[Exercise details] Render the entries below as a Markdown table with two columns: Row for a running number and Line for each line's text. Leave out blank lines.

>> start Records for this exercise

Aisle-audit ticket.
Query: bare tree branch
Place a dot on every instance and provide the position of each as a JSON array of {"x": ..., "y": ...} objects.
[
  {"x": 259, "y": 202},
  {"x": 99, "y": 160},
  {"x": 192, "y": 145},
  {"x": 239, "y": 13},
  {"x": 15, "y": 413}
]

>> end Records for this exercise

[Result of the exercise]
| Row | Line |
|---|---|
| 1 | Aisle-audit ticket. |
| 2 | Query: bare tree branch |
| 3 | Place a dot on every instance and provide the position of each as a JSON array of {"x": ..., "y": ...} objects. |
| 4 | [ |
| 5 |   {"x": 259, "y": 202}, |
| 6 |   {"x": 99, "y": 160}, |
| 7 |   {"x": 192, "y": 145}, |
| 8 |   {"x": 239, "y": 13}, |
| 9 |   {"x": 15, "y": 413} |
| 10 | ] |